>> Start Supplied information

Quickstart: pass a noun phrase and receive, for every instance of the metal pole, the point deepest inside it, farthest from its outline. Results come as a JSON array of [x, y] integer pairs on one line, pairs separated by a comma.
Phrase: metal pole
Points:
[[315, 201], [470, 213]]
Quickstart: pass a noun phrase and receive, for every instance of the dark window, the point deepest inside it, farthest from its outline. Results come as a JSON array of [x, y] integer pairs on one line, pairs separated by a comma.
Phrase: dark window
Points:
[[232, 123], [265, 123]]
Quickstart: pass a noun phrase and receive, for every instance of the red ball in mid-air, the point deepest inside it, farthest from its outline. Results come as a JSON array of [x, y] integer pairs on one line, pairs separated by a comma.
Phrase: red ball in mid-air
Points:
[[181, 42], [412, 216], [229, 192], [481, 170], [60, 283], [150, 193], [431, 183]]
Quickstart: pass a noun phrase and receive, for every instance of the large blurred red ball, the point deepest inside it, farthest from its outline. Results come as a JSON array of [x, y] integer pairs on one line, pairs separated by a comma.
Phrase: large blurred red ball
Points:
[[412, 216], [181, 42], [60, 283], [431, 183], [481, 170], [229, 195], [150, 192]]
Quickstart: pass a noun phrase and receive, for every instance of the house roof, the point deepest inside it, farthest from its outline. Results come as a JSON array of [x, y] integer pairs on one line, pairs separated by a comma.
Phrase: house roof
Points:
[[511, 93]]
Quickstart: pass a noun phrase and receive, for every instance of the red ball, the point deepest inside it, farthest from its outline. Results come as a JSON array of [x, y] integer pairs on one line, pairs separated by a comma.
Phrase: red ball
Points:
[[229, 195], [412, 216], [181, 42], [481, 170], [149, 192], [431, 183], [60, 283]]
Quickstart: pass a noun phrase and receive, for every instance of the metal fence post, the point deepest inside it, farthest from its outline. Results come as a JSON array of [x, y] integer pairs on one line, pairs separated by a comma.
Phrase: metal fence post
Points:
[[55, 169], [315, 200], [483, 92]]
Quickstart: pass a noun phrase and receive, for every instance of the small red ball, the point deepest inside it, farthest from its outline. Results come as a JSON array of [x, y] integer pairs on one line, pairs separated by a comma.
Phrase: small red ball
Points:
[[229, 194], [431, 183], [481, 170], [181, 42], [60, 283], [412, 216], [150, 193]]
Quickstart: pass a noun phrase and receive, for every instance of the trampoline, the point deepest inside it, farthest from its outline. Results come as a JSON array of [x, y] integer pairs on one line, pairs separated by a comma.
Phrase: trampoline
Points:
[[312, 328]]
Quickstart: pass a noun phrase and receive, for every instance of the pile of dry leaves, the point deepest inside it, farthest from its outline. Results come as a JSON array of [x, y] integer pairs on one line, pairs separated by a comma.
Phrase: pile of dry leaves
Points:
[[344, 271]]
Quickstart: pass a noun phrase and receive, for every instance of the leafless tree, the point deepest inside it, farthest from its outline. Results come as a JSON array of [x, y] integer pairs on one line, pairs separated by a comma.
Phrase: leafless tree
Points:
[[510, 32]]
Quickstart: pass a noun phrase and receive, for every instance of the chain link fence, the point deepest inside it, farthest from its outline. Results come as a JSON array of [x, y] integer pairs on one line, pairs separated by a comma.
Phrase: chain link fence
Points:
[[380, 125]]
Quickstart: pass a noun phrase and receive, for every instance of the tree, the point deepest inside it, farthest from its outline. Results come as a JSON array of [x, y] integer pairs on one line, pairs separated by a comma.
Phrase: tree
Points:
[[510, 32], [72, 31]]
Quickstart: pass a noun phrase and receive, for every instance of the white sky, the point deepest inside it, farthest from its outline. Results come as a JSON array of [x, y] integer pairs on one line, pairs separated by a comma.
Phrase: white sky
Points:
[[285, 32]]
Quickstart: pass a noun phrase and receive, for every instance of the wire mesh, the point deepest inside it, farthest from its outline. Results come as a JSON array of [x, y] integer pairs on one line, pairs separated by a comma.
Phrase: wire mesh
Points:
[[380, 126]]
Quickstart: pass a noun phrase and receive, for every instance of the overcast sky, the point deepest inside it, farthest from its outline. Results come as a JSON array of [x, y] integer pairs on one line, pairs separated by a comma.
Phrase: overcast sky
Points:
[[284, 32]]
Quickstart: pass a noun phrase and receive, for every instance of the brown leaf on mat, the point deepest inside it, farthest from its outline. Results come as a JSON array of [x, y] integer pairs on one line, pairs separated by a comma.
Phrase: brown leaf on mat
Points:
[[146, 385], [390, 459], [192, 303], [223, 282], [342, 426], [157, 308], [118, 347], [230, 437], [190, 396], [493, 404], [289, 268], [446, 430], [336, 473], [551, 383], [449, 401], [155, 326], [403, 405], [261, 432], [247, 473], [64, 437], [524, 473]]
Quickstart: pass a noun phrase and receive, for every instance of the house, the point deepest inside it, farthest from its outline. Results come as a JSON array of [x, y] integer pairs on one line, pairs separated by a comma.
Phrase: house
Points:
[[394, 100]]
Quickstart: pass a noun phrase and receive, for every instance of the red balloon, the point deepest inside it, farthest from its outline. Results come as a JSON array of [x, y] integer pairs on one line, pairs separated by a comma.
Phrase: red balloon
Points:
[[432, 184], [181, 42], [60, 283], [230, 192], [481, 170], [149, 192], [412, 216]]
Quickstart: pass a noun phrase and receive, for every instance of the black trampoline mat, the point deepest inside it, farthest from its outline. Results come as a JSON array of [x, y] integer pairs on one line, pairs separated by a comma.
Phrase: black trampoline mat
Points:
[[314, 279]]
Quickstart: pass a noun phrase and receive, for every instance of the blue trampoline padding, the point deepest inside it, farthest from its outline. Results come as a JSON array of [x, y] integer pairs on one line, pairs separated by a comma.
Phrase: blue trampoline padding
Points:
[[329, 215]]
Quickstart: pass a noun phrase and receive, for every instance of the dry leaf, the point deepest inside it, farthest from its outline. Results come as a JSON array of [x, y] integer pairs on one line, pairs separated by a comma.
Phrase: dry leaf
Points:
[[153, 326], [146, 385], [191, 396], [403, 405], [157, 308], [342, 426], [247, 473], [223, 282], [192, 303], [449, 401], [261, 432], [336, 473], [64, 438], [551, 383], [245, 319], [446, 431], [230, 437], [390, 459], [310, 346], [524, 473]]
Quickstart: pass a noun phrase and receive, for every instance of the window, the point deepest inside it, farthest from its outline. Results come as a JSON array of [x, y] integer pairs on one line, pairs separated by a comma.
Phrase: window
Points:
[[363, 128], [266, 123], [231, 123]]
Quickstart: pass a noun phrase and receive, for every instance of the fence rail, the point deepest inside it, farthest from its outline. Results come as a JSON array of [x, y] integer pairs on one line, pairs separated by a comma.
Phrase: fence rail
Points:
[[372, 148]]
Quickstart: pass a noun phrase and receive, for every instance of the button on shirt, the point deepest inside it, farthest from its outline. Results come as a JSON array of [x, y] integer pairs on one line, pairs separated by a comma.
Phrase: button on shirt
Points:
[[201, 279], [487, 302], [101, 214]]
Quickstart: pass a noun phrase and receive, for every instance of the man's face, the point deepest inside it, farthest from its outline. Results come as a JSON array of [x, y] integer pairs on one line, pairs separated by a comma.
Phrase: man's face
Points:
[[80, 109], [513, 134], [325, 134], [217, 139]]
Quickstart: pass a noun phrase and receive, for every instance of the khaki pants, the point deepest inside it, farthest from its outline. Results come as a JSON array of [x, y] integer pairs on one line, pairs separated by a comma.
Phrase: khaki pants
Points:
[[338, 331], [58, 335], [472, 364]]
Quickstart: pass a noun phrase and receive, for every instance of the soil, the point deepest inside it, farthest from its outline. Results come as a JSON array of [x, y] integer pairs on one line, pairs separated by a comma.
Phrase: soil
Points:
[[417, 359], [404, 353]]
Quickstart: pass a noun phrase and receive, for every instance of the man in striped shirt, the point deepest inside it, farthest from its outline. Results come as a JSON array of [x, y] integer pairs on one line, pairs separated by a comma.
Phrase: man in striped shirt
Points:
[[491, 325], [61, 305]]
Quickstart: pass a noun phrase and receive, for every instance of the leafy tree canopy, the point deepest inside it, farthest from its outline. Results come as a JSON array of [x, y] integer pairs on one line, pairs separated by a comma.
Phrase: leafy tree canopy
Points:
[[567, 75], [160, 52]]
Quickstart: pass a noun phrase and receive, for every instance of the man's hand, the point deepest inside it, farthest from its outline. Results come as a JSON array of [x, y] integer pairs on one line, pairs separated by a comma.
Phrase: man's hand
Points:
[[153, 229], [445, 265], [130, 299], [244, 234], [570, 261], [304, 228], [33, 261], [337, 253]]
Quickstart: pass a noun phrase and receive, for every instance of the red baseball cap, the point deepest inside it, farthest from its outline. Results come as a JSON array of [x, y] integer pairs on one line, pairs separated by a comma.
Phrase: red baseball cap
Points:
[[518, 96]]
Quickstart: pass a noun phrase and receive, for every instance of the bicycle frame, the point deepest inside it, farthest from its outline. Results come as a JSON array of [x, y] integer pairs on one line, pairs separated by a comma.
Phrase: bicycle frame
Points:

>> End Supplied information

- Short exercise
Rewrite only the items above, from the first line through the line containing "[[232, 123], [265, 123]]", changing "outline" to "boundary" and leaving everything else unchanged.

- Answer to the problem
Quickstart: pass a noun phrase and receive, for every instance of the metal pole, the point deepest inside it, farthest from its boundary. Results come as a JSON array of [x, y] integer pairs on one line, pairs separated by a comma.
Phrase: metal pole
Points:
[[315, 201], [470, 213]]
Quickstart: pass a noun phrase and receive, for every instance of the dark window, the point deepest inside it, farthest from its boundary. Results come as a JSON array of [x, y] integer pairs on one line, pairs separated by a comma.
Phrase: dark window
Points:
[[232, 123], [265, 123]]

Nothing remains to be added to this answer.